=== Activity ===
Give again, word for word, every line in the entries below from the line with "positive clicks: (6, 288)" up to and including the line with "247L158 252L156 268L0", and no other line.

=== Study material ===
[Start of section]
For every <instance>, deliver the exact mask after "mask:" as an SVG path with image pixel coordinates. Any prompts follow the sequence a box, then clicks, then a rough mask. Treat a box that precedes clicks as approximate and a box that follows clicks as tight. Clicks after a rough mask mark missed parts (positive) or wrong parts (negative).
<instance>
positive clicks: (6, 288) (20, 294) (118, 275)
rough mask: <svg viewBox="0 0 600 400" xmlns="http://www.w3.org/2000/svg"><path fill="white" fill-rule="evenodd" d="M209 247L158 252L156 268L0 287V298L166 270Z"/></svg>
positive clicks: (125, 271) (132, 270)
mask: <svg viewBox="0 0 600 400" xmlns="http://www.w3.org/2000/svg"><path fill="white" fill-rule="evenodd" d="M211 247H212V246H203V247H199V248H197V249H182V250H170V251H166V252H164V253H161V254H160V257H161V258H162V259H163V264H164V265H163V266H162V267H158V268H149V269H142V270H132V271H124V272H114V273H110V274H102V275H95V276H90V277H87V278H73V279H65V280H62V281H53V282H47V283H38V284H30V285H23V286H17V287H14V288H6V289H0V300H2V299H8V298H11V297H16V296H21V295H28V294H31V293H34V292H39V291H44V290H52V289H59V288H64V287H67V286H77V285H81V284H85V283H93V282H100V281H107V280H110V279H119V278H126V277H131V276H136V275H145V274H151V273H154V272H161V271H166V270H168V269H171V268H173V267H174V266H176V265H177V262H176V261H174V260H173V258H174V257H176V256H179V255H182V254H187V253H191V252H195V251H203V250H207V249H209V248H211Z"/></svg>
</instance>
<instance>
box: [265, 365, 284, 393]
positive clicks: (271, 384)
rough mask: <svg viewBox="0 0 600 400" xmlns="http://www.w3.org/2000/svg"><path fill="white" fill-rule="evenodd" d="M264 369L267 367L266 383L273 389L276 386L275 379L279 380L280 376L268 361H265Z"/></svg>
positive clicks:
[End of section]
=== Completed task ===
positive clicks: (6, 288) (20, 294) (118, 275)
rough mask: <svg viewBox="0 0 600 400" xmlns="http://www.w3.org/2000/svg"><path fill="white" fill-rule="evenodd" d="M209 247L158 252L156 268L0 287V298L166 270Z"/></svg>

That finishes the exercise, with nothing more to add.